*What is required*.
Copy every record exactly, with nothing left out.

▼

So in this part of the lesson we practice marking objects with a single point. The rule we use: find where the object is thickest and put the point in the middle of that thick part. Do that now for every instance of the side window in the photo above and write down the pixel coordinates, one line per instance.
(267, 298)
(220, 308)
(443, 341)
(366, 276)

▲

*Problem solution*.
So in this part of the lesson we practice marking objects with a single point. The rule we use: find where the object is thickest and put the point in the middle of that thick part. Do that now for every instance of the side window in the photo above and write down the pixel coordinates, one line per instance.
(267, 298)
(220, 308)
(443, 341)
(366, 276)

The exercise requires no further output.